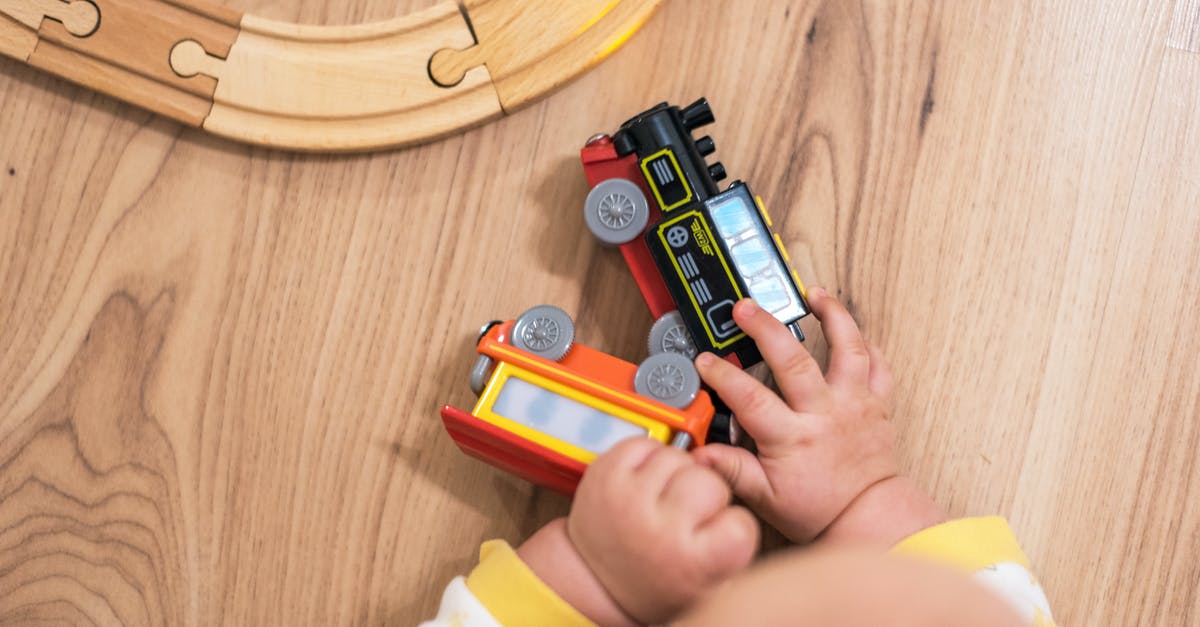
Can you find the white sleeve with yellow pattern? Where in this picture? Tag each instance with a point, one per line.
(503, 591)
(987, 548)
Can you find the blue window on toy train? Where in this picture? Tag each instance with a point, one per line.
(741, 227)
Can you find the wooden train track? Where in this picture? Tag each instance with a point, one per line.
(319, 88)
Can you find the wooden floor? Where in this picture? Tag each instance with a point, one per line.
(220, 366)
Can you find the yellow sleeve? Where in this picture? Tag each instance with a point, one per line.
(514, 595)
(988, 549)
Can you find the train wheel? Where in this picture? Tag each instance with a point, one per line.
(669, 378)
(616, 212)
(544, 330)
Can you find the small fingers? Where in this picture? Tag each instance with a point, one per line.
(850, 362)
(730, 541)
(739, 469)
(797, 374)
(625, 455)
(696, 491)
(760, 411)
(653, 473)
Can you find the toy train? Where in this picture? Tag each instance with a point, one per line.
(693, 249)
(549, 406)
(546, 406)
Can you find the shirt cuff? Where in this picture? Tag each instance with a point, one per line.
(514, 595)
(966, 543)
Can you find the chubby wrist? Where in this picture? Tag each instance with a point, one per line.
(883, 514)
(553, 557)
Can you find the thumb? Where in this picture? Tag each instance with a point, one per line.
(741, 469)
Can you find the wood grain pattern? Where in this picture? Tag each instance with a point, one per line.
(522, 46)
(220, 366)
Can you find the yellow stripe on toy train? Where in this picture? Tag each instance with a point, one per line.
(558, 417)
(683, 278)
(783, 250)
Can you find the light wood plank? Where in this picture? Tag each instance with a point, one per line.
(220, 366)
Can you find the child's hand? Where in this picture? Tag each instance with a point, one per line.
(826, 460)
(657, 529)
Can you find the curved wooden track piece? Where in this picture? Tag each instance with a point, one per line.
(321, 88)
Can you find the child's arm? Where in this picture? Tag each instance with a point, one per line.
(648, 533)
(827, 470)
(826, 466)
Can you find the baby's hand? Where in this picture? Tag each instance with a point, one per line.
(826, 460)
(657, 529)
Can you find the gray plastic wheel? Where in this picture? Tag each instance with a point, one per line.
(544, 330)
(669, 378)
(480, 374)
(671, 335)
(616, 212)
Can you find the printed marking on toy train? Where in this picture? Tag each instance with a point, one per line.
(666, 179)
(689, 266)
(705, 274)
(700, 288)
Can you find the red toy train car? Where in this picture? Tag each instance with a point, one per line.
(693, 248)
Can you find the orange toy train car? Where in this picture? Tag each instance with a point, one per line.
(549, 406)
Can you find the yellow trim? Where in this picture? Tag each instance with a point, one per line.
(783, 249)
(717, 251)
(514, 595)
(967, 543)
(504, 371)
(804, 291)
(762, 209)
(649, 179)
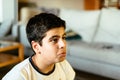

+++

Exercise:
Output the line containing "Can you find the yellow trim?" and each line after it, through the end of the material, exactly as given. No pictures belong in the output.

Result for this exercise:
Can you find the yellow trim? Where in this picture? Tag each instance with a point, one per line.
(783, 249)
(717, 251)
(514, 595)
(967, 543)
(504, 371)
(804, 291)
(762, 209)
(649, 179)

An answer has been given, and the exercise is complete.